Anistia, reitero, não é absolvição, mas
perdão político. Há quem pretenda que o Brasil siga os passos da Argentina —
embora, já disse, as duas ditaduras não sejam nem remotamente comparáveis — e
fique eternamente preso ao passado, destroçando as instituições do presente e
inviabilizando as do futuro, como faz hoje Cristina Kirchner. Sob o pretexto de
rever o passado, ela está levando o país para uma crise institucional.Torturadores?
O diabo a quatro? Não tenho nada a ver com essa gente, e eu mesmo tive problema
com o regime quando contava com míseros 16 anos. Não quero é ver o país refém
do passado para satisfazer o desejo de vingança de meia dúzia. Como não
quiseram a Espanha e a África do Sul, que viveram circunstâncias muito mais
graves.
Um filme
Já recomendei o filme “O Segredo dos Teus Olhos”, de Juan José Campanella, e volto a fazê-lo. Não poderia haver melhor retrato da Argentina moderna. Vejam lá. Um homem passa uma vida sendo refém daquele que foi algoz de sua mulher, deixando, ele próprio, de viver. A Argentina kirchnerista, com a sua tara por encruar o passado — Cristina decidiu até criar um departamento só para rever fatos históricos e recontá-los à luz do… kirchnerismo! —, está destroçando as instituições. Não consegue sair da lógica do confronto, da revanche, da vingança. E quem está pagando o pato é a democracia.
É uma mentira escandalosa que o país vizinho esteja
à frente do Brasil no que diz respeito às instituições. Falso como os índices
oficiais da inflação argentina. Falso como a tolerância com a divergência na
Argentina. Falso como o amor do kirchnerismo pela democracia. É o que querem
para o Brasil? Pelo visto, sim! Não faltam injustiças presentes com as quais
promotores e buscadores da verdade deveriam se ocupar. Não obstante, ao arrepio
das leis e de uma clara e inequívoca manifestação do Supremo, tentam nos jogar
no passado que nunca passa.

**TAREFAS A REALIZAR**
1. Liste todos os países citados pelo nome no trecho.
2. Segundo o trecho, quem dirigiu o filme “O Segredo dos Teus Olhos”?
O material abaixo é independente do trecho.

**MATERIAL COLETADO**
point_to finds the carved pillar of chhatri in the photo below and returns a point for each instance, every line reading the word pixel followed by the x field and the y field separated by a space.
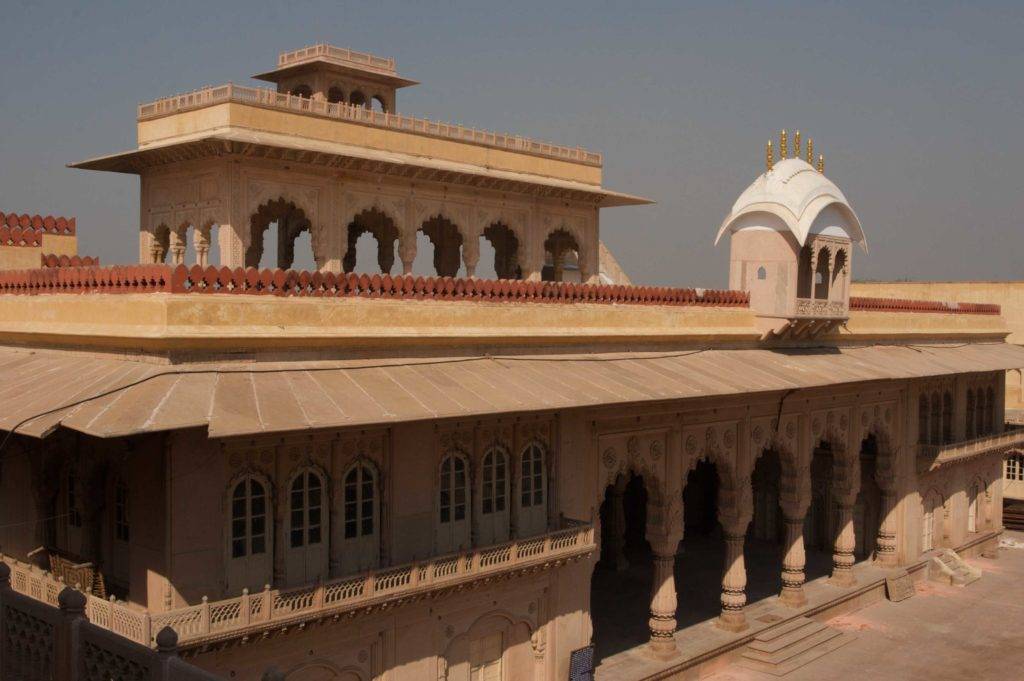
pixel 665 540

**RESPOSTAS**
1. Brasil, Argentina, Espanha e África do Sul.

2. Juan José Campanella.